There is no difference between the the two major American political parties. To wit:
The GOP class of 2010’s ideological convergence extends across a broad terrain. All of the Senate candidates have endorsed a balanced-budget constitutional amendment (except Fiorina, who hasn’t taken a position). Every one except Hoeven has pledged to oppose any tax increases. And all 21 have said they support permanently extending the 2001 and 2003 Bush tax cuts for all families.
In 2005, Sen. John McCain, R-Ariz., won votes from half a dozen Republican senators for his cap-and-trade legislation limiting emissions of carbon dioxide and other gases linked to global climate change. But all 21 of the leading GOP Senate challengers have declared their opposition to cap-and-trade (and, for that matter, so now has McCain). Even Kirk, who voted for cap-and-trade legislation in the House last year, has renounced his support.
Nineteen of the 20 Republican Senate nominees who have expressed an opinion on the widespread scientific consensus that greenhouse gases are altering the world’s climate have declared the science either inconclusive or dead wrong, often in vitriolic terms. (Kirk is the only exception.) Ron Johnson, a business owner who won his party’s nomination in Wisconsin, says that accumulating carbon dioxide emissions are a less likely cause of any climate change than “sunspot activity or something just in the geologic eons of time where we have changes in the climate.”
All 18 GOP candidates who have taken a position support expanded drilling for oil and gas on public lands. All 19 who have taken a position want to expand construction of nuclear power plants. In each case, these positions represent a nearly complete rejection of the views of the leading environmental groups — many of which worked closely with significant numbers of congressional Republicans in earlier decades. “Those Republicans are all gone,” says veteran environmental lobbyist Dan Becker.
On immigration, as well, the 2010 class captures a sharp right turn in the GOP. As recently as 2006, 23 Republican senators voted — with the enthusiastic support of President Bush — for comprehensive immigration legislation that linked tougher border security, a guest-worker program, and a pathway to citizenship for millions of illegal immigrants now in the United States. But now, all 20 GOP nominees who have taken a position say that Washington should toughen border security before considering any broader immigration reform. What’s more, all 19 who have expressed a view say they will oppose any “amnesty” or pathway to citizenship for illegal immigrants even if Congress considers more-comprehensive reform at a later date.

Listed records:
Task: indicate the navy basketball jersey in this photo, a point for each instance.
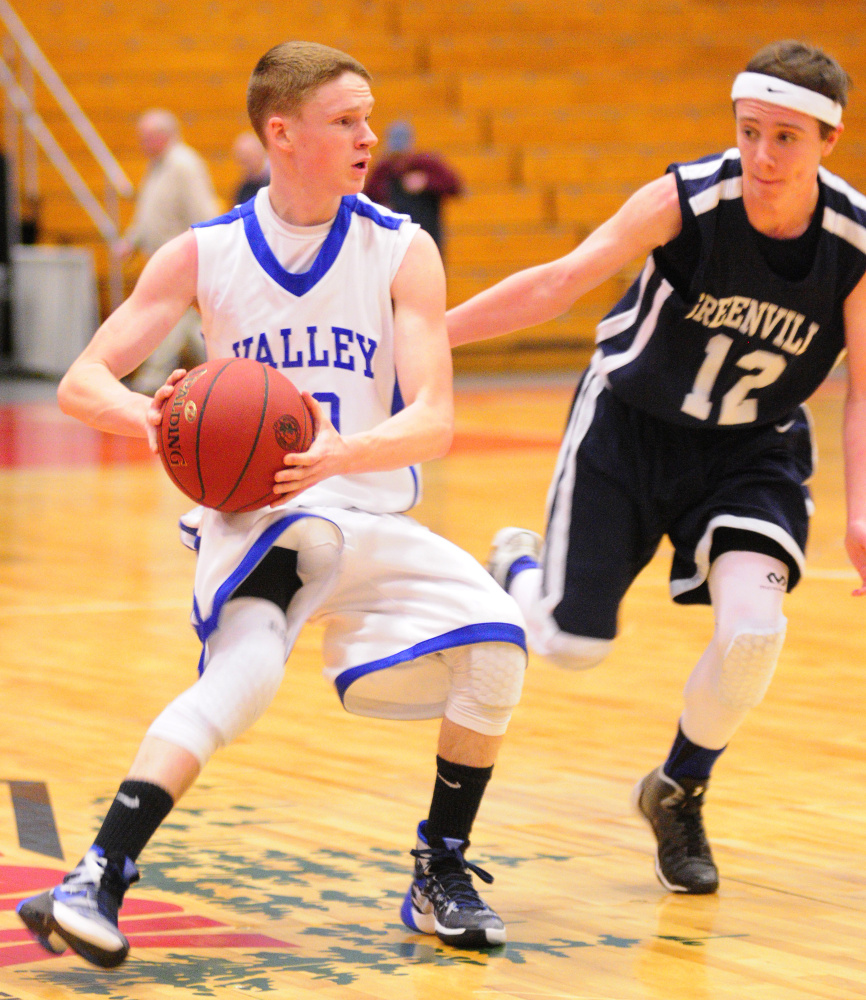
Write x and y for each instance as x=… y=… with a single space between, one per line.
x=709 y=334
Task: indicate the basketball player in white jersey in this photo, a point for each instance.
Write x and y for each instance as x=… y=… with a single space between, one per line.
x=349 y=300
x=689 y=420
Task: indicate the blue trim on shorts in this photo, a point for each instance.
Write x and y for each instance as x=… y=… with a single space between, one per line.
x=468 y=635
x=205 y=627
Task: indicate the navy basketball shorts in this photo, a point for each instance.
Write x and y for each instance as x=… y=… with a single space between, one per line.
x=625 y=479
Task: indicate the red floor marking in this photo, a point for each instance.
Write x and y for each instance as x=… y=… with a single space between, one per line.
x=38 y=435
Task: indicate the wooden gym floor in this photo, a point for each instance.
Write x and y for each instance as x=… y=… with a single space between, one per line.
x=281 y=873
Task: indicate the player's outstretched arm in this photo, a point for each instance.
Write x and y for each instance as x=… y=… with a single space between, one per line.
x=423 y=428
x=854 y=430
x=650 y=218
x=91 y=390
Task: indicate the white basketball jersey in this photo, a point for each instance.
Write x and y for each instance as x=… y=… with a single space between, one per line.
x=316 y=305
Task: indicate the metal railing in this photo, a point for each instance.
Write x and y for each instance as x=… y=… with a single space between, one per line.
x=21 y=62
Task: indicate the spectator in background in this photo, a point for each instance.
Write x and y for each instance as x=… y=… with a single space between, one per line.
x=412 y=182
x=250 y=156
x=176 y=192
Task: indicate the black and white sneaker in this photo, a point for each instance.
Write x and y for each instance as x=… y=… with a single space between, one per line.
x=442 y=900
x=82 y=911
x=684 y=861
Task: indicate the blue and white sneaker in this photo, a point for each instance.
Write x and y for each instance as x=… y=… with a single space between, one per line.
x=442 y=900
x=513 y=550
x=82 y=911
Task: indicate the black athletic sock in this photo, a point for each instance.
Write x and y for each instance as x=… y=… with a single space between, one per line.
x=457 y=795
x=688 y=760
x=132 y=819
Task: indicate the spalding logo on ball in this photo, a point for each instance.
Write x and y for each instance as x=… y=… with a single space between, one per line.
x=225 y=429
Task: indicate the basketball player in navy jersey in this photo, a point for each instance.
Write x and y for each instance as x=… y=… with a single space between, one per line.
x=311 y=277
x=689 y=420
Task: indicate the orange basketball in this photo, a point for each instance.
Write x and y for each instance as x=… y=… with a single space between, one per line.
x=225 y=430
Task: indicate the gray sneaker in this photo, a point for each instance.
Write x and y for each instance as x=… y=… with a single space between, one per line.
x=442 y=900
x=82 y=911
x=509 y=545
x=684 y=861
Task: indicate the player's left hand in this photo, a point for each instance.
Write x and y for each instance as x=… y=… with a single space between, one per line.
x=153 y=417
x=855 y=543
x=327 y=456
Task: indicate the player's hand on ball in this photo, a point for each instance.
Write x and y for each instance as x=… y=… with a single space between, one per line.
x=153 y=416
x=327 y=456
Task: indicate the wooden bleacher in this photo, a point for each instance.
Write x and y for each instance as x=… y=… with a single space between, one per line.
x=552 y=113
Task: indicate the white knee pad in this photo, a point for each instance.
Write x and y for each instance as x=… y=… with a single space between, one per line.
x=748 y=666
x=243 y=673
x=486 y=683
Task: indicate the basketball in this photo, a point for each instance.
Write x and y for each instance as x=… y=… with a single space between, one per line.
x=225 y=429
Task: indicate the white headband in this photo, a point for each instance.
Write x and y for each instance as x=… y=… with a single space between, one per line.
x=771 y=89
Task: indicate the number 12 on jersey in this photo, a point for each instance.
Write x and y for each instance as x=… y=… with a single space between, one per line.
x=763 y=369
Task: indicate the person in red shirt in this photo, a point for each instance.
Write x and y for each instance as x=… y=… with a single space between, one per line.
x=412 y=182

Task requirements:
A. Decide whether each statement agrees with the passage on the Republican Senate candidates of 2010. Answer yes or no, and quote the words of the passage that decide it.
(i) All 21 of the leading GOP Senate challengers have declared their opposition to cap-and-trade.
(ii) Kirk is among the nominees who call the science on greenhouse gases inconclusive or wrong.
(iii) Hoeven has pledged to oppose any tax increases.
B. In the passage on the Republican Senate candidates of 2010, how many Republican senators voted for comprehensive immigration legislation in 2006?
C. Carry the passage on the Republican Senate candidates of 2010 forward from its final sentence.

Results by task:
A.
(i) Yes: "all 21 of the leading GOP Senate challengers have declared their opposition to cap-and-trade"
(ii) No: "(Kirk is the only exception.)"
(iii) No: "Every one except Hoeven has pledged to oppose any tax increases."

B. 23 Republican senators.

C.
Just sayin’….
Two political scientists – Bartels and Gilens – did a study once looking at how senators’ votes corresponded to the opinions of their constituents. For Republicans, the votes were strongly influenced by the opinions of their wealthy constituents. The opinions of the middle-class and poor did not count. Democrats were about equally influenced by the opinions of the wealthy and the middle class (once again, poor folks did not count).
Here is the dilemma in a nutshell: democrats do the right thing some of the time, which is far better than Republicans who never do the right thing. It’s easy to get discouraged by this, and personalize the issue, but basically it is just a reflection of the institutional forces at work in our political system, which favor wealthy and corporate interests far more than we realize.
It’s easy to get discouraged by this, and personalize the issue, but basically it is just a reflection of the institutional forces at work in our political system, which favor wealthy and corporate interests far more than we realize.
Which is exactly why people believe Nader is right. Just look at the tax increase for the rich thing. It’s hugely popular yet the Democrats just diddle. How are people supposed to believe that the Democrats are much different when they can’t, or won’t, enact popular legislation?
Nader’s right, but I don’t have any respect for him. I have far more respect for someone like Russ Feingold than I do for Nader. Nader doesn’t practice what he preaches.
And just to be clear, I am just saying why people would get the idea, not my own opinion on Nader.
Well, my point is that 50% good/50% bad is not the same at 100% bad. Nader would say that the two parties are equivalent. That’s not the case, but it is also true that there is no true progressive party, which can be discouraging.
The tax cuts are a good example. Yes, it’s discouraging that some dems, say 20-30%, want to give tax cuts to the rich. But all the repubs want this…so what are you going to do…not support the dems and have the repubs win?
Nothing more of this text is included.